Financing has also proven a major issue.

In its strategic plan, the government promised to fund 10 per cent of Konza, laying the infrastructure, while the private sector would come in with the rest of the money to build universities, offices, housing and hotels.

But the government was slow to contribute its share and has yet to pass a law to create KoTDA as a legal entity which would make it easier to sign contracts with external lenders, said Lawrence Esho, one of Konza's project planners until 2013.

"They are way behind schedule partly because the government took time to give Konza money," he said, adding that no money came in until 2013.

"This stopped any work from starting at the site and investors may have developed cold feet as they waited."

KoTDA's chief executive, John Tanui, said the government has committed to invest more than 80 billion shillings (Dh2.86bn).

"When I say committed that does not mean we have absorbed. Our absorption is less than 10 per cent of that figure," he said, without elaborating.

The government has stepped up funding since last year, said Abraham Odeng, deputy secretary at Kenya's Information Communications and Technology ministry, without giving figures.

Mr Odeng pointed to a 40bn shilling contract signed in 2017 with an Italian firm to build roads, water and sewerage infrastructure by 2021, funded by the Italian government.

"That is a concessional loan, which is a long-term loan that the Kenyan government will pay," he said.

But Kenya's growing reliance on loans is causing jitters, with the International Monetary Fund warning of an increased risk of default.

Mr Muwonge said the issue is eliminating challenges for the private sector to do business.

"Getting Konza city off the ground will require that we pull in private capital with concessions for them to deliver certain kinds of infrastructure for which the government may not have resources," he said.

Five local investors, including Nairobi-based software developer Craft Silicon and the state-run Kenya Electricity Transmission Company, are expected to build offices, residential buildings and hotels by 2020, KoTDA head Mr Tanui said.

- The records -
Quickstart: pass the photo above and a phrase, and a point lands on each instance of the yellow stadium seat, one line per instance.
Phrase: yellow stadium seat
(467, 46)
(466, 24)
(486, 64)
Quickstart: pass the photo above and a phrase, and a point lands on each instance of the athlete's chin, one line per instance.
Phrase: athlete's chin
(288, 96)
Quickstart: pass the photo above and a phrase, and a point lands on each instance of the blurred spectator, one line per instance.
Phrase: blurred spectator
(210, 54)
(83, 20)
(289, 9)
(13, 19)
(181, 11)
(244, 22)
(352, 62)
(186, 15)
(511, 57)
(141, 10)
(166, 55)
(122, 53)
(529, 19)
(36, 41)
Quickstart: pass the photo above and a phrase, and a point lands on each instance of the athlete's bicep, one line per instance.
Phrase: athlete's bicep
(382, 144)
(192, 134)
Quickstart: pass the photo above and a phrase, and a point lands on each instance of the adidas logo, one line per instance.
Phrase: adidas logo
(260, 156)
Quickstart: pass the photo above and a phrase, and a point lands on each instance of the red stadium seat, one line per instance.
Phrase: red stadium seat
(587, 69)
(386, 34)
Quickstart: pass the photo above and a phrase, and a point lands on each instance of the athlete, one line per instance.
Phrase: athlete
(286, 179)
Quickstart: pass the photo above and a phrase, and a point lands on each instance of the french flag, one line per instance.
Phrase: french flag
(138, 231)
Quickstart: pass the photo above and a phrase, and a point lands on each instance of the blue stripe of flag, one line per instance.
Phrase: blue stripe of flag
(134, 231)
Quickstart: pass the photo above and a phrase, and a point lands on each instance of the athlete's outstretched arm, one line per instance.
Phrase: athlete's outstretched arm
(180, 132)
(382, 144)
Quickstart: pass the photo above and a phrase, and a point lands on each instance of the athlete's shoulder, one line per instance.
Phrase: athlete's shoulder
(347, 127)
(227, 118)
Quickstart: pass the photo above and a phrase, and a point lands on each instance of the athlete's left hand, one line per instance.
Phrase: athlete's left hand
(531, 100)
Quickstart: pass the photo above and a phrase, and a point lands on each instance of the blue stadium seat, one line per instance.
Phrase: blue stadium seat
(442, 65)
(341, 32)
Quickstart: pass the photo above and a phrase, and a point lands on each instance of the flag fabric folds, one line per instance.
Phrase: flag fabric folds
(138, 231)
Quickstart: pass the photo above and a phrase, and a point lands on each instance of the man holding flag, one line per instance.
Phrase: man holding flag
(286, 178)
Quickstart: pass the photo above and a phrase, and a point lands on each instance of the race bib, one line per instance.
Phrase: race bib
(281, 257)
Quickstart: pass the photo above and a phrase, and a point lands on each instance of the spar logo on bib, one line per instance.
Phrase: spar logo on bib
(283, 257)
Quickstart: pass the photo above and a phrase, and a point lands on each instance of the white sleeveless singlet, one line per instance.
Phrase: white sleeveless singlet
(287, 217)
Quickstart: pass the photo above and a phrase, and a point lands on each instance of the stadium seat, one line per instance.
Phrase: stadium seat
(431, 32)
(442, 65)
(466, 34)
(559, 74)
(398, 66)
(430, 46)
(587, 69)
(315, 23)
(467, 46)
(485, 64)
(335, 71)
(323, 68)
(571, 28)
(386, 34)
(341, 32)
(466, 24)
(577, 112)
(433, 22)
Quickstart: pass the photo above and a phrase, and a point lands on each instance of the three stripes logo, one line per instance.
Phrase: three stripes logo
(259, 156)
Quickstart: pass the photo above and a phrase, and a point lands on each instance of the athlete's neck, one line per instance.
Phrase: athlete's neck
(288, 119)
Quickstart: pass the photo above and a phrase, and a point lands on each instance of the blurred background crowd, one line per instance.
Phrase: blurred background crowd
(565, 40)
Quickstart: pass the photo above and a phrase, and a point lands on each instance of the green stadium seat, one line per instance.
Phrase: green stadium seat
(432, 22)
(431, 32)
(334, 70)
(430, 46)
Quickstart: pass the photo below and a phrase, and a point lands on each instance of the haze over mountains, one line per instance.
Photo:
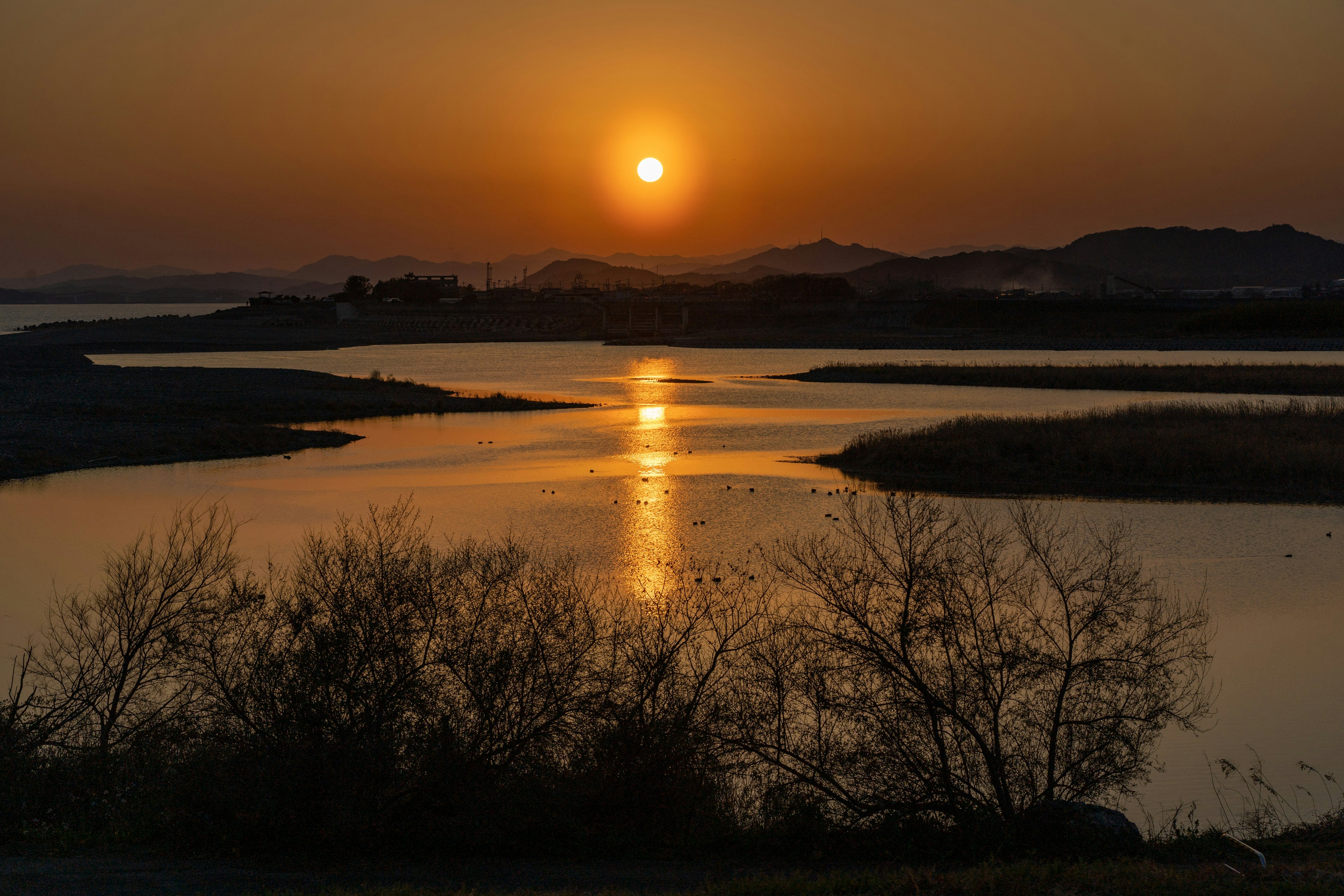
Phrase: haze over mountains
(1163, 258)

- What to work on -
**a.** Please summarize the text on Konza's financing in two sentences.
**b.** Tally the lines of the records that contain the string "adidas", and give only the number.

- Full solutions -
**a.** Financing has been a major problem for Konza: the government was slow to contribute its promised 10 percent share, put in no money until 2013, and has yet to pass a law making KoTDA a legal entity. Funding has increased since last year, including a 40bn shilling contract with an Italian firm for roads, water and sewerage, but Kenya's growing reliance on loans has drawn an IMF warning of increased default risk, and five local investors are expected to build offices, housing and hotels by 2020.

**b.** 2